Quoted text:

Featuring International Street Sculptor,  Laurence Vallières of Quebec, who is renowned for her giant sculptures of wild animals made from discarded and recycled cardboard. For Laurence, the metaphor of cardboard as an art material refers to its disposability and utility in everyday life. In a similar fashion, our attitude as a society towards the animal kingdom has been to see and use animals as a usable commodity to suit our human needs. From trophies on walls to the food chain, animals are merely used and discarded.

For Hull and their City of Culture Legacy, Art of Protest collaborated with Laurence Vallièrres to take over an empty high street shop for a week. The aim of the free exhibition was to call attention to one of Hull’s most intractable social issues – homelessness. Leading into The City of Culture celebration, the level of recorded homeless people in Hull was doubling year-on -year. Art of Protest, in conjunction with commissioners Hudgell Solicitors, felt that alongside the celebrations and placemaking that comes with such a cultural occasion, there was also a time and place to think about what some of the benefits that ought to emerge for improving the cultural capital of a city. More visitors, more business investment, more vibrant city centres, more engaged young artists: these are all fantastic dividends that should be pursued as a result of any such a high profile event that helps define a City of Culture. But at the same time, the richness of a city’s culture is only as bankable as its ability to also deliver social justice. Put quite bluntly, citizens sleeping rough in the doorway of its museums is not a good advertisement for any city’s cultural offering.

Work to complete:
In the text about the Hull exhibition, what social issue was the free exhibition meant to draw attention to?

Source data:
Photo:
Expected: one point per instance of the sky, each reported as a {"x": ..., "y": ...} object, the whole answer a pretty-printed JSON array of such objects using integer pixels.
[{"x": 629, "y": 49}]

Finished task:
Homelessness in Hull.